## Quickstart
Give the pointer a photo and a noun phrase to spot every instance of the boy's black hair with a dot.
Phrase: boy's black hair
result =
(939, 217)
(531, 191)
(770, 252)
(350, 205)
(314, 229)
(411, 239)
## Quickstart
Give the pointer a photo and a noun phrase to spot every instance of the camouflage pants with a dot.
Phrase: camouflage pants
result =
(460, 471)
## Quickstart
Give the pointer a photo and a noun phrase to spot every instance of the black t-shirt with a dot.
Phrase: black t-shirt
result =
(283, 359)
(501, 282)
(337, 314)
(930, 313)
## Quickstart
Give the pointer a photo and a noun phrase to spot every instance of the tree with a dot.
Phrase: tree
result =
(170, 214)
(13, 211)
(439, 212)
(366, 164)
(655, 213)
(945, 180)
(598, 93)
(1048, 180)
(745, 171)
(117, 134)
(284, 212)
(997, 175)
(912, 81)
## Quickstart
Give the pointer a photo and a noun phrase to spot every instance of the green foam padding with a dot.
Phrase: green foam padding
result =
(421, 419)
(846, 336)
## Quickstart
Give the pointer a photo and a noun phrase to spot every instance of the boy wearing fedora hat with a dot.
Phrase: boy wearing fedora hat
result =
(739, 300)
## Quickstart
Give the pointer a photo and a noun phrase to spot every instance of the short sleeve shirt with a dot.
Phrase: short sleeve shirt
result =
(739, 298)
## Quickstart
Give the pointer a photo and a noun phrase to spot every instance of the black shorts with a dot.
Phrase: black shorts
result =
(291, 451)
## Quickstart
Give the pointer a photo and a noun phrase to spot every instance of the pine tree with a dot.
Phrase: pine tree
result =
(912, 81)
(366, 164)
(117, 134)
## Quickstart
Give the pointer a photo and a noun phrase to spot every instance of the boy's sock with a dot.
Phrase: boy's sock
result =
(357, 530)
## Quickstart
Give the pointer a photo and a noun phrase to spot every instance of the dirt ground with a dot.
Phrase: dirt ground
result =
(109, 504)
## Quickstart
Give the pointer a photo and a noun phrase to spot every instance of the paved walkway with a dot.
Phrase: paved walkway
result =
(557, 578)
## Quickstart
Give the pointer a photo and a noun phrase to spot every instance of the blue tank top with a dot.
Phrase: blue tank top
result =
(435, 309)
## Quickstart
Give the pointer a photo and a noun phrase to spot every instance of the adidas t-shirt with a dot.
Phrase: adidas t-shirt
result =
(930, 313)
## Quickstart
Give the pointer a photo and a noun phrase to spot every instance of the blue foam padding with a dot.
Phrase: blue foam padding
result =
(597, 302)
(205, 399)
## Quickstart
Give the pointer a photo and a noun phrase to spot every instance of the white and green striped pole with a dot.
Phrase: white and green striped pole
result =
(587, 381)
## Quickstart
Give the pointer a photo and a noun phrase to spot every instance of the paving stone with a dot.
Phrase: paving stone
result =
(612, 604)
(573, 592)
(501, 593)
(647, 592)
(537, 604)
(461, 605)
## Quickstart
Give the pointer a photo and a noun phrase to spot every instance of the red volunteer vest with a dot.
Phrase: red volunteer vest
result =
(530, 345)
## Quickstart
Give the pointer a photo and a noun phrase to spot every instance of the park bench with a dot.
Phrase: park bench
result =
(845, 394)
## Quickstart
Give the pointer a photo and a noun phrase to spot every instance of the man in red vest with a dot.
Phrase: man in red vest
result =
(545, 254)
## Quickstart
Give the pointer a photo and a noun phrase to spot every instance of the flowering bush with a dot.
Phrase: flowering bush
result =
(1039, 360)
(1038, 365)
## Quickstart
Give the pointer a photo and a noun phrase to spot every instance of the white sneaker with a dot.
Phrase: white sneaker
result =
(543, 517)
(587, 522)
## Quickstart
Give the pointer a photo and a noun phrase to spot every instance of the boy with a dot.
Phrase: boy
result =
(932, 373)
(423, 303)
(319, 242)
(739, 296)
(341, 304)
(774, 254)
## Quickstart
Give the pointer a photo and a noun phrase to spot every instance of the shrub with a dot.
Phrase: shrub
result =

+ + +

### [DIRECTIONS]
An identical copy of the preceding records should be returned.

### [PROBLEM SOLUTION]
## Quickstart
Give the pointer a photo and a noun phrase to spot every instance of the boy's black hair with a dot.
Phrase: boy's black hair
result =
(939, 217)
(531, 191)
(770, 252)
(350, 205)
(314, 229)
(411, 239)
## Quickstart
Give the pointer a photo and a noun phrase to spot every instance of the camouflage pants with a dot.
Phrase: camouflage pants
result =
(460, 471)
## Quickstart
Give the pointer a photo and a noun phrase to spot every instance of the black t-shirt with a dot.
Phrase: black t-shirt
result =
(283, 359)
(501, 282)
(337, 314)
(930, 313)
## Quickstart
Give the pointer a photo and a noun phrase to spot every instance of the tree with a dot.
Phrase: tree
result =
(170, 214)
(13, 211)
(439, 212)
(366, 164)
(655, 213)
(945, 180)
(598, 93)
(1048, 180)
(745, 171)
(117, 134)
(284, 212)
(997, 175)
(912, 81)
## Quickstart
Give the pointer a photo and a noun phrase to spot every instance of the green foam padding with a dot.
Phrase: green foam padding
result =
(421, 419)
(846, 336)
## Quickstart
Give the pointer a photo and a noun phrase to spot every instance of the boy wearing fedora hat with a dot.
Phrase: boy wearing fedora hat
result =
(739, 300)
## Quickstart
Give the pointer a photo and a noun phrase to spot every instance of the short sleeve shirt with a dot.
Phrase: short sleeve shirt
result =
(739, 298)
## Quickstart
Give the pointer a photo and a noun phrase to spot every instance of the black shorts with a dot.
Phrase: black shorts
result =
(291, 451)
## Quickstart
Give the pointer a photo and a noun phrase to spot every instance of the pine tree with a dot.
Phrase: pine tree
result =
(912, 81)
(366, 164)
(117, 134)
## Quickstart
Give the pointer a photo and a noun phrase to spot every instance of the boy's sock with a dot.
Phrase: boy's sock
result =
(357, 530)
## Quickstart
Give the pointer a photo and a noun phrase to spot every instance of the dirt ground with a dot.
Phrase: dirt ground
result =
(109, 504)
## Quickstart
Give the pointer a photo and a noun phrase to spot every instance of the paved walkway with a dot.
Phrase: paved walkway
result =
(557, 578)
## Quickstart
Give the pointer a photo and a noun phrase to spot every instance of the blue tank top with a dot.
Phrase: blue tank top
result =
(435, 309)
## Quickstart
Give the pointer a photo and a noun phrase to spot every instance of the adidas t-shirt with a dot.
Phrase: adidas t-shirt
result =
(930, 313)
## Quickstart
Give the pointer a photo and a noun phrase to spot every instance of the blue foam padding with a dot.
Phrase: blue foam padding
result =
(597, 302)
(205, 399)
## Quickstart
Give the pointer a photo and a noun phrase to spot every instance of the white and green striped pole with a dot.
Phrase: white and green striped pole
result =
(587, 381)
## Quickstart
Give the pointer a photo and a noun phrase to spot every instance of the paving stone with a dot.
Phrase: paving stone
result =
(612, 604)
(573, 592)
(501, 593)
(647, 592)
(537, 604)
(461, 605)
## Quickstart
Give the pointer a photo and a noun phrase to spot every instance of the red volunteer vest with a dot.
Phrase: red volunteer vest
result =
(530, 345)
## Quickstart
Give the pointer a photo and a noun phrase to spot every instance of the park bench with a dot.
Phrase: park bench
result =
(845, 394)
## Quickstart
Give the pointer a photo and a noun phrase to spot every instance of the man in red vest with a dot.
Phrase: man in red vest
result =
(545, 254)
## Quickstart
Give the pointer a photo and a noun phrase to spot every instance of the flowering bush with a dot.
Phrase: flowering bush
result =
(1039, 360)
(1038, 365)
## Quickstart
Give the pointer a photo and a noun phrase to spot every instance of the white sneaker with a dot.
Phrase: white sneaker
result =
(543, 517)
(587, 522)
## Quickstart
Give the pointer a photo and a noun phrase to spot every instance of the boy with a dot.
Phrase: boy
result =
(932, 373)
(423, 303)
(319, 242)
(739, 296)
(341, 304)
(774, 254)
## Quickstart
Give the pointer a photo and a noun phrase to spot every instance of the shrub with a dot.
Phrase: shrub
result =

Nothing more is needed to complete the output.